== DATA TO PROCESS
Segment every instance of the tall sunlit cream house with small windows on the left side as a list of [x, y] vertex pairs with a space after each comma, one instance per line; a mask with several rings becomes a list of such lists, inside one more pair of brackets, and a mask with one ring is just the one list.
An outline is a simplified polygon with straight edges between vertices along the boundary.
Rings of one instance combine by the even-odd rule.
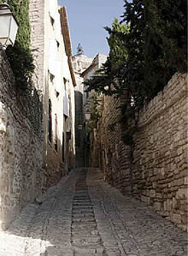
[[74, 166], [76, 82], [66, 9], [57, 1], [37, 2], [30, 1], [32, 53], [44, 101], [44, 170], [50, 186]]

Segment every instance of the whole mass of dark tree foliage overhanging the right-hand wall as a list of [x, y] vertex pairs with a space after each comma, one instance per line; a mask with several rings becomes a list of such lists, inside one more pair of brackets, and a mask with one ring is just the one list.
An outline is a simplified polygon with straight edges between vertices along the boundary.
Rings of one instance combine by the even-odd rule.
[[125, 0], [124, 8], [122, 20], [105, 28], [108, 60], [85, 86], [87, 91], [123, 95], [121, 122], [127, 144], [131, 144], [136, 113], [175, 72], [186, 71], [187, 6], [185, 0]]

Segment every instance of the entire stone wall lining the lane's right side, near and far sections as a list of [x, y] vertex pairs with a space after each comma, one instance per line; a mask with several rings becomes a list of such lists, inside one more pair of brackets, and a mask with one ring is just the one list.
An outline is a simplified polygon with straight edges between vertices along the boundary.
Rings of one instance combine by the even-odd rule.
[[[132, 193], [181, 229], [187, 229], [187, 74], [174, 74], [162, 92], [144, 106], [130, 146], [118, 124], [120, 99], [103, 96], [91, 158], [104, 178]], [[112, 124], [115, 127], [112, 127]]]

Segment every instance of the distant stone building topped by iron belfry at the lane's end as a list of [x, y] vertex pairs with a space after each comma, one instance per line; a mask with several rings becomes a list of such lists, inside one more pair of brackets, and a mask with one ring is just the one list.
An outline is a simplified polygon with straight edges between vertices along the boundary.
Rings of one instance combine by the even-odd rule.
[[89, 93], [85, 92], [84, 80], [89, 79], [95, 74], [102, 63], [105, 63], [107, 56], [97, 54], [96, 57], [86, 57], [81, 45], [78, 46], [78, 52], [72, 57], [73, 69], [76, 77], [75, 86], [75, 106], [76, 106], [76, 166], [85, 166], [86, 155], [86, 136], [85, 136], [85, 110], [89, 98]]

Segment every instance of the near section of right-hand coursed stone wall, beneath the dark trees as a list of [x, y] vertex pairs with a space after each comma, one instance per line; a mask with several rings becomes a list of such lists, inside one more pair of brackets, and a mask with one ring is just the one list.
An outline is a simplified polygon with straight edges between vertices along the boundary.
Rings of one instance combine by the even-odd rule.
[[175, 74], [148, 104], [135, 134], [133, 191], [187, 228], [187, 74]]

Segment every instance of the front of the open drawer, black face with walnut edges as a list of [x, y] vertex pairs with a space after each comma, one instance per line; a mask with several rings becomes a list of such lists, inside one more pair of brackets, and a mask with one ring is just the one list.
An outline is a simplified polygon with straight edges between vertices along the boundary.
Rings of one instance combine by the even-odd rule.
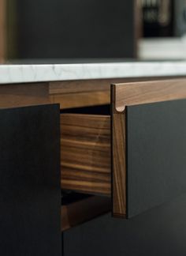
[[113, 89], [113, 216], [130, 218], [186, 193], [186, 81]]

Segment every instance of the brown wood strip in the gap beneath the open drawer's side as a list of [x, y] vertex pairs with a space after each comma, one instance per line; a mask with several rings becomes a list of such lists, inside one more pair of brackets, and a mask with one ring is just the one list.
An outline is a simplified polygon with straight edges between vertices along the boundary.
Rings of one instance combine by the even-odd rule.
[[61, 231], [111, 211], [111, 198], [93, 196], [61, 206]]

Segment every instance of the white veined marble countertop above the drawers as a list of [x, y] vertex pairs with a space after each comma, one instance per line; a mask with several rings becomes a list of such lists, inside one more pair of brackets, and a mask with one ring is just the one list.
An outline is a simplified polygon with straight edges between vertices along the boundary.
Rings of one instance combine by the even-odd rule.
[[186, 76], [186, 61], [92, 62], [0, 66], [0, 84], [164, 76]]

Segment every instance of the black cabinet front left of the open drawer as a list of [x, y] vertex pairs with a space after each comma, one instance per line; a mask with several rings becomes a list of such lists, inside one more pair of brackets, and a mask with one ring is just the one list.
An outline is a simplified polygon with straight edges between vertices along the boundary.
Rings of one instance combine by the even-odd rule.
[[59, 256], [59, 107], [0, 110], [0, 255]]

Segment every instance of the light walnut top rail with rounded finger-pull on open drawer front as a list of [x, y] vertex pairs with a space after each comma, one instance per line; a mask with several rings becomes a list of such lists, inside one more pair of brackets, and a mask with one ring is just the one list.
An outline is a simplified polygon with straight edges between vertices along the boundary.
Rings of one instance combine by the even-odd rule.
[[186, 78], [113, 85], [116, 111], [125, 106], [186, 98]]

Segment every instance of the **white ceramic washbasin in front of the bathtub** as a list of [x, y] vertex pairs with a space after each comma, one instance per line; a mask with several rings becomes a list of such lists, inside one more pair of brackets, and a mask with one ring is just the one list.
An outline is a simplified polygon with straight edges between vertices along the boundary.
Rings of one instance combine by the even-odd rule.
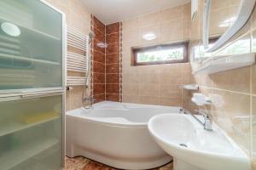
[[[148, 130], [163, 150], [177, 162], [174, 168], [204, 170], [250, 170], [246, 154], [216, 124], [205, 130], [192, 116], [164, 114], [152, 117]], [[177, 162], [174, 162], [177, 163]]]

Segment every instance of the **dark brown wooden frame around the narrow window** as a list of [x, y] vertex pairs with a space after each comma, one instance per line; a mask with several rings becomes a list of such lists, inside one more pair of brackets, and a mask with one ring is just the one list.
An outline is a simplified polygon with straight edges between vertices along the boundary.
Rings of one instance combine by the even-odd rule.
[[[164, 60], [164, 61], [150, 61], [150, 62], [137, 62], [137, 53], [145, 51], [154, 51], [155, 48], [162, 49], [172, 49], [172, 48], [183, 48], [183, 59], [173, 59], [173, 60]], [[169, 44], [160, 44], [144, 48], [131, 48], [131, 64], [134, 66], [137, 65], [163, 65], [163, 64], [173, 64], [173, 63], [187, 63], [189, 62], [189, 42], [178, 42], [178, 43], [169, 43]]]

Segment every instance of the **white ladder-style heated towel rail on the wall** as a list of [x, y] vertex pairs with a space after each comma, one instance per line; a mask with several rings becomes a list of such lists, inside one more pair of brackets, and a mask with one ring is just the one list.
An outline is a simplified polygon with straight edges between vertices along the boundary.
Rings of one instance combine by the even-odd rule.
[[89, 74], [89, 37], [69, 27], [67, 28], [67, 45], [83, 52], [83, 54], [67, 52], [67, 71], [84, 73], [84, 77], [67, 76], [67, 86], [84, 85], [86, 82], [86, 74]]

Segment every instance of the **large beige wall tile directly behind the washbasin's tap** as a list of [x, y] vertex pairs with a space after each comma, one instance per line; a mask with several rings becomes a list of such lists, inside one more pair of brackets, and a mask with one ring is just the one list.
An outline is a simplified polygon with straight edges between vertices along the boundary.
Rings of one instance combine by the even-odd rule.
[[[250, 96], [212, 90], [212, 116], [250, 154]], [[247, 118], [246, 118], [247, 117]]]

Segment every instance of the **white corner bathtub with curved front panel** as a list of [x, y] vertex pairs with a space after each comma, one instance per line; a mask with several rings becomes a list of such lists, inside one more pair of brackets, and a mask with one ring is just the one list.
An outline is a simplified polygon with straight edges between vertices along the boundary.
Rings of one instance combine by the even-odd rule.
[[68, 111], [66, 155], [85, 156], [120, 169], [160, 167], [172, 157], [148, 133], [150, 117], [180, 108], [101, 102], [93, 109]]

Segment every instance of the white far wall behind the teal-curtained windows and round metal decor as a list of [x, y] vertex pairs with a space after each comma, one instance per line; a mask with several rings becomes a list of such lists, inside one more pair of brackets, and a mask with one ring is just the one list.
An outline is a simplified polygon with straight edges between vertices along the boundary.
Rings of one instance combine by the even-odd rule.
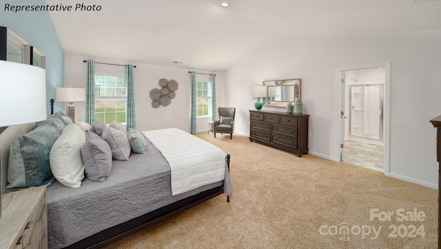
[[[85, 87], [87, 68], [83, 63], [84, 56], [72, 54], [65, 55], [65, 86]], [[105, 59], [93, 58], [97, 62], [127, 64], [121, 61], [106, 61]], [[181, 67], [167, 67], [162, 65], [148, 65], [142, 63], [131, 63], [136, 65], [134, 68], [134, 87], [135, 87], [135, 109], [136, 109], [136, 129], [147, 131], [152, 129], [163, 129], [176, 127], [189, 131], [190, 126], [190, 85], [189, 69]], [[114, 65], [95, 64], [95, 73], [124, 74], [124, 67]], [[204, 72], [195, 69], [196, 72]], [[218, 106], [222, 105], [223, 73], [216, 73], [216, 97]], [[196, 74], [196, 78], [200, 76]], [[176, 80], [179, 84], [176, 91], [176, 98], [167, 107], [152, 107], [150, 90], [161, 87], [158, 81], [161, 78]], [[85, 120], [85, 102], [75, 102], [77, 121]], [[198, 119], [197, 130], [207, 131], [207, 119]]]

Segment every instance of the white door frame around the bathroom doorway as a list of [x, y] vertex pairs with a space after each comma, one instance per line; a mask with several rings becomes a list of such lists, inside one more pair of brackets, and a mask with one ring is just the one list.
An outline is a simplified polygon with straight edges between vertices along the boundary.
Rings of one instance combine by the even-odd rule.
[[[336, 104], [335, 104], [335, 122], [336, 131], [335, 138], [336, 144], [335, 155], [336, 160], [341, 161], [340, 153], [340, 142], [342, 138], [342, 118], [341, 118], [341, 106], [343, 101], [342, 96], [342, 72], [351, 71], [356, 69], [369, 69], [374, 67], [384, 67], [385, 71], [385, 82], [384, 82], [384, 175], [389, 176], [390, 174], [390, 123], [391, 123], [391, 63], [379, 63], [373, 65], [364, 66], [353, 66], [353, 67], [342, 67], [336, 69]], [[345, 113], [346, 114], [346, 113]]]

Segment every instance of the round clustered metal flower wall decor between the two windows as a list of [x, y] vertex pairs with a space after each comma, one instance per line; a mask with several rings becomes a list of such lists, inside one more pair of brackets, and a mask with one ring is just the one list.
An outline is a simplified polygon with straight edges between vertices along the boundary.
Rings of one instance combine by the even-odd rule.
[[176, 80], [167, 80], [161, 78], [159, 80], [159, 86], [161, 89], [154, 88], [150, 90], [150, 98], [152, 99], [152, 107], [158, 108], [161, 105], [166, 107], [170, 105], [172, 99], [176, 97], [176, 90], [178, 89], [178, 82]]

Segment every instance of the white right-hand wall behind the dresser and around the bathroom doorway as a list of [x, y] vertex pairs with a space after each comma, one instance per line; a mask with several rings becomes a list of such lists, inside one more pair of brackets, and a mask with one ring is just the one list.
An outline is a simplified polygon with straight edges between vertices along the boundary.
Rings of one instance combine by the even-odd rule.
[[[296, 37], [279, 41], [225, 73], [225, 102], [237, 107], [238, 133], [249, 133], [252, 85], [302, 78], [309, 117], [309, 151], [336, 155], [336, 69], [391, 63], [390, 175], [438, 186], [435, 128], [441, 114], [441, 30]], [[267, 109], [267, 107], [263, 107]], [[284, 109], [279, 109], [285, 111]]]

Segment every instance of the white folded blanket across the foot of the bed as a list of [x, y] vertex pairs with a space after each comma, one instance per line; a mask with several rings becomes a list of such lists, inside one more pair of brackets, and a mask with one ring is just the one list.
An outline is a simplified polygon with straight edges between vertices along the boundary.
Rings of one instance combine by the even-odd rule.
[[172, 194], [224, 180], [224, 192], [232, 195], [226, 154], [218, 147], [176, 128], [144, 131], [170, 164]]

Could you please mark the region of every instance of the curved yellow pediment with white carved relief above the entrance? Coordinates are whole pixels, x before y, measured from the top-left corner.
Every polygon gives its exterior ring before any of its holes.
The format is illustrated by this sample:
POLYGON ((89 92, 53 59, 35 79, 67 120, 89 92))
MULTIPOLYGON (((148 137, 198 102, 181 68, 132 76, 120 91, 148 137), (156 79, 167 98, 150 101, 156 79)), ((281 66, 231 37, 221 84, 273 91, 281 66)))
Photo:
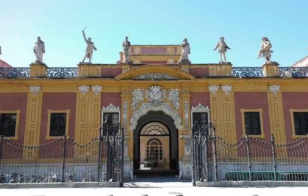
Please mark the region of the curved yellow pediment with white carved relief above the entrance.
POLYGON ((128 69, 116 80, 195 80, 195 77, 168 65, 142 65, 128 69))

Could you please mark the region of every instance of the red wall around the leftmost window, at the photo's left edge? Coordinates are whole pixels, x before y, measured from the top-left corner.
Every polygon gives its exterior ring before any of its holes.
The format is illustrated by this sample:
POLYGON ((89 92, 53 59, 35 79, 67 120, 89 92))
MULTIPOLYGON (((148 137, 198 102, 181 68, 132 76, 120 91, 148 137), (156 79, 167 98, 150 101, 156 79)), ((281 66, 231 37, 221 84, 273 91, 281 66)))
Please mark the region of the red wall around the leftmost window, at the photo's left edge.
POLYGON ((18 143, 24 143, 28 93, 0 93, 0 110, 21 110, 19 116, 18 143))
====
*WORK ORDER*
In the data above, copy every line where the string "rail" appears.

*SOLUTION FOR THIS EXERCISE*
Segment every instance of the light walnut top rail with rounded finger-pull on open drawer front as a list of [x, y] vertex pairs with a space after each comma, one instance per line; a mask with several rings becomes a list of such lists, inside one more pair of brackets, and a mask with one ring is just the one list.
Segment every instance of the **white ladder-style heated towel rail on the wall** as a list of [x, y] vertex pairs with a space after each comma, one instance per line; a mask with several rings becomes a list of such lists, inside one more pair of brackets, and a mask with one ring is just the one list.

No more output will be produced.